> AUFGABENSTELLUNG:
(a) Schreiben Sie aus dem Text über Rechtsstaatlichkeit den Abschnitt wörtlich ab, der mit den Worten "Aber das Problem" beginnt und mit "Deutschland getroffen werden." schließt.
(b) Welche Voraussetzung der Rechtsstaatlichkeit ist laut dem Text über Rechtsstaatlichkeit in Deutschland derzeit nicht gegeben?

> STUDIENTEXT:
----

Nur noch einmal zur Erinnerung:
"Wird jemand durch die öffentliche Gewalt in seinen Rechten verletzt, steht ihm der Rechtsweg offen." (Art. 19)
Und das hier:
"Die vollziehende Gewalt und die Rechtsprechung sind an Gesetz und Recht gebunden." (Art. 20)
Wie steht es nun mit extralegalen Bestrafungen ohne Möglichkeit einer rechtlichen Überprüfung? Wie viel derartige Schritte braucht es, bis die Rechtsstaatlichkeit aufhört, zu existieren?
Aber das Problem geht bekanntlich tiefer. Wie die Demokratie hat auch die Rechtsstaatlichkeit eine Voraussetzung, die in Deutschland derzeit nicht gegeben ist: die Souveränität. Auch wenn so getan wird, als hätte der Anschlag auf Nord Stream eigentlich gar keine besondere Bedeutung: In Wirklichkeit waren er und vor allem die Nichtreaktion der Bundesregierung das weltweit unübersehbare Signal, dass lebenswichtige Entscheidungen über Deutschland nicht mehr in Deutschland getroffen werden.
Wenn derart weitreichende Eingriffe durch eine äußere Macht möglich sind, betrifft das natürlich mindere Entscheidungen noch mehr. Und die Vermengung von US-Oligarchen und deutschen Steuergeldern bei der Finanzierung der erwähnten Nebengeheimdienste legt es durchaus nahe, dass diese extralegalen Bestrafungen auch mal direkt im Interesse besagter fremder Macht erfolgen können.

----

> VORLIEGENDE DATENSÄTZE:
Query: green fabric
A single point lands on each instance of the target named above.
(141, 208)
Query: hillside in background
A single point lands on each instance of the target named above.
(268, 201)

----

> ANTWORTEN IM EINZELNEN:
(a)
Aber das Problem geht bekanntlich tiefer. Wie die Demokratie hat auch die Rechtsstaatlichkeit eine Voraussetzung, die in Deutschland derzeit nicht gegeben ist: die Souveränität. Auch wenn so getan wird, als hätte der Anschlag auf Nord Stream eigentlich gar keine besondere Bedeutung: In Wirklichkeit waren er und vor allem die Nichtreaktion der Bundesregierung das weltweit unübersehbare Signal, dass lebenswichtige Entscheidungen über Deutschland nicht mehr in Deutschland getroffen werden.

(b) Die Souveränität.